EXCERPTED TEXT
_ _ _ _
Building Student Accountability in Virtual Assignments


Many of you educators are facing finishing out the rest of the school year virtually while others have not had their entire year cancelled yet. You have been navigating how to move all your curriculum onto an online platform and still effectively educate your students.


You have worked so hard all year to build engaging lessons and develop meaningful relationships with your students and you now have to somehow transfer all of that into Google classroom posts, ZOOM class chats (when you can get everyone to show up) and online assignments.


And balance all that with taking care of your family who is also experiencing a shift in their normal lives as well.


As an educator, parent, and entrepreneur I can appreciate that struggle.


I wonder if, in the middle of April, you are looking for new ideas for helping your students to continue developing accountability in order to finish the year strong as well as develop a meaningful connection to what they are learning in the vacuum of their own homes.


This week I would like to share some strategies I have used in my own classrooms (both in schools and at home) to help my students build accountability in the hopes that they might give you some new inspiration in lesson planning and give you a break from having to create everything for your students.


How to build accountability in your virtual assignments:

  1. Invite students to create their own assignment to demonstrate mastery/understanding of a particular concept. The idea here is to identify a particular concept you want them to focus on and have them develop a way unique to them that allows them to share what they know.
_ _ _ _
WORK ORDER 1
Can you write out, word for word, the passage of the post on student accountability that opens with the words containing "1. Invite students" and closes with "what they know."?

(Saved data entries)
_ _ _ _
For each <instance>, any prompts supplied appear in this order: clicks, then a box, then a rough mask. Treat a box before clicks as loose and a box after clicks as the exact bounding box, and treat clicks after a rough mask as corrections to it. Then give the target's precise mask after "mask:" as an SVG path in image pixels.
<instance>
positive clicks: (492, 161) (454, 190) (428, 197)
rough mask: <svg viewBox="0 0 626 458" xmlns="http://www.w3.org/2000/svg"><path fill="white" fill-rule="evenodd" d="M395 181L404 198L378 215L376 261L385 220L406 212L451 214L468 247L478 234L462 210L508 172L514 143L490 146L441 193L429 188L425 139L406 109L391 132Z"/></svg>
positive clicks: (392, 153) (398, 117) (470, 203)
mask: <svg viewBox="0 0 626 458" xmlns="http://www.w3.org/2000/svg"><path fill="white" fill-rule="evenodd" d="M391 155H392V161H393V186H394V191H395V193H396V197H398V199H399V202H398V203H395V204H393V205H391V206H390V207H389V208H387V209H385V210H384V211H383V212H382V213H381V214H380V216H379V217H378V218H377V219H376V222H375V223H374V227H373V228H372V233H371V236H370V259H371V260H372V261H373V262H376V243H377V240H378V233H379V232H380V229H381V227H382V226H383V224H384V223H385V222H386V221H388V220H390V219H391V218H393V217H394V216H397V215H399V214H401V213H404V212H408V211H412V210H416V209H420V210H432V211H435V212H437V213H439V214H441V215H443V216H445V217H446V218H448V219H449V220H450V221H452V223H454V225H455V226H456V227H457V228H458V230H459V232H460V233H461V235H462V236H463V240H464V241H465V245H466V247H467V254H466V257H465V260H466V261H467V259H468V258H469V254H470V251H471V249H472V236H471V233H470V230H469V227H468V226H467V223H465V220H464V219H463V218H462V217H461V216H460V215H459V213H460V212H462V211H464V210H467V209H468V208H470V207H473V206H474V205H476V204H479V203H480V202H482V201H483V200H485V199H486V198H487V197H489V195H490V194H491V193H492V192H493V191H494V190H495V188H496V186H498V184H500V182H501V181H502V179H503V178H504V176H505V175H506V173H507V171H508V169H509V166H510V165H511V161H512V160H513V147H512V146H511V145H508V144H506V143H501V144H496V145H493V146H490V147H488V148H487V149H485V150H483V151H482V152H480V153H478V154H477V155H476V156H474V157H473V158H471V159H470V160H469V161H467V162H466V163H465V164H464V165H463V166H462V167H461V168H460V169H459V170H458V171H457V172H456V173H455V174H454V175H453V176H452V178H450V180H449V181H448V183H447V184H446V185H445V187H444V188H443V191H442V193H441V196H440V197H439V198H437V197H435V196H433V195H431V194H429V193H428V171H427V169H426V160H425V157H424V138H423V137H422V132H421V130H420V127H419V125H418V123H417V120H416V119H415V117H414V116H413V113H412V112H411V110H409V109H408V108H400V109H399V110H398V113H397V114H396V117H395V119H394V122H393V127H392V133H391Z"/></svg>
_ _ _ _
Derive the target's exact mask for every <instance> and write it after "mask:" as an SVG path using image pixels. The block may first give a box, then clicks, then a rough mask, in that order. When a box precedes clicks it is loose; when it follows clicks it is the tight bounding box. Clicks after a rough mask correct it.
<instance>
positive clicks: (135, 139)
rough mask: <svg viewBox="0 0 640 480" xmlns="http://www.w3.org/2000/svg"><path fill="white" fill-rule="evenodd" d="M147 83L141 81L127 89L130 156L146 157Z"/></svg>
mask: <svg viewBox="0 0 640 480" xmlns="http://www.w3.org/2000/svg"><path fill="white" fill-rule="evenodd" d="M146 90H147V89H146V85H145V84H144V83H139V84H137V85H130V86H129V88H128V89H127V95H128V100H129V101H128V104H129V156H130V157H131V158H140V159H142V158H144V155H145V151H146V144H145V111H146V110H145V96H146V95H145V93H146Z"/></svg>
_ _ _ _
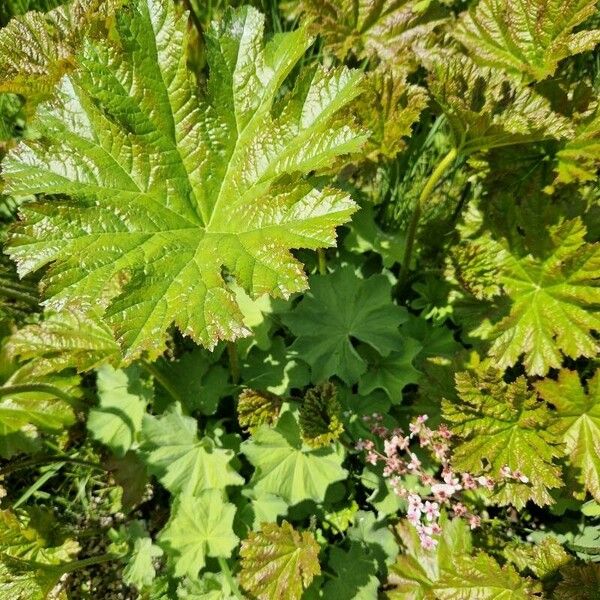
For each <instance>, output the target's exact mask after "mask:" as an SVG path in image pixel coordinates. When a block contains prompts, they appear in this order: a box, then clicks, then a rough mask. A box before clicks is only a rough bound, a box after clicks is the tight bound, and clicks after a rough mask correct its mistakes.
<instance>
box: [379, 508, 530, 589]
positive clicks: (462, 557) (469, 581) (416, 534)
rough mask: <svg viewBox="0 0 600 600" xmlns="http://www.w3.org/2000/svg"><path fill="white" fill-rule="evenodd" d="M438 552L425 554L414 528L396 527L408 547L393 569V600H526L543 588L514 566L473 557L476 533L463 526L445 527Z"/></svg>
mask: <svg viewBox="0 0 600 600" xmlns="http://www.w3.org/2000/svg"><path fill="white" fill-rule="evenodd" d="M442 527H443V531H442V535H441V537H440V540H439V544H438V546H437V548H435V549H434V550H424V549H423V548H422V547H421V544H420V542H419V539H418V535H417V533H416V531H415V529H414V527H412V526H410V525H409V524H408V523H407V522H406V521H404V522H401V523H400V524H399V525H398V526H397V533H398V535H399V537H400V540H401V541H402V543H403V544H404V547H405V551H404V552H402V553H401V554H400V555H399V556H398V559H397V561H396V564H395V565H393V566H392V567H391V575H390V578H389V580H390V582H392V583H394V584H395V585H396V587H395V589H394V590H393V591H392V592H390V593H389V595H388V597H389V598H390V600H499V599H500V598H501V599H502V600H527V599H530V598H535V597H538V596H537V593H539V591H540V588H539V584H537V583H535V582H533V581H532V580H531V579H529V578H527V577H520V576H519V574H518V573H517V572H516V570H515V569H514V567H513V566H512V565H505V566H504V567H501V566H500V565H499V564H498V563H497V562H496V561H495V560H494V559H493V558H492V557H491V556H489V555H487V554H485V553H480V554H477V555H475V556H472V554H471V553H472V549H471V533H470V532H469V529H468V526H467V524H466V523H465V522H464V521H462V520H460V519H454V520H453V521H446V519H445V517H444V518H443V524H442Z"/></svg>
_ _ _ _
WORK ORDER 2
Would you return, unchanged, the lines of the listing that run from the one containing "For each <instance>, any" through the one containing "positive clicks: (392, 153)", both of those lines included?

ANSWER SECTION 1
1. Invite students to create their own assignment to demonstrate mastery/understanding of a particular concept. The idea here is to identify a particular concept you want them to focus on and have them develop a way unique to them that allows them to share what they know.

ANSWER SECTION 2
For each <instance>, any prompts supplied appear in this order: clicks, then a box, then a rough mask. Treat a box before clicks as loose and a box after clicks as the exact bounding box, and treat clicks after a rough mask as corrections to it. Then give the target's precise mask after "mask:" as an SVG path in image pixels.
<instance>
positive clicks: (492, 161) (454, 190) (428, 197)
rough mask: <svg viewBox="0 0 626 458" xmlns="http://www.w3.org/2000/svg"><path fill="white" fill-rule="evenodd" d="M395 181L404 198L378 215L376 261L385 220L406 212L451 214L468 247L478 234L462 210L508 172L514 143L490 146L441 193L429 188L425 139L406 109L391 132Z"/></svg>
positive clicks: (392, 153) (398, 117) (470, 203)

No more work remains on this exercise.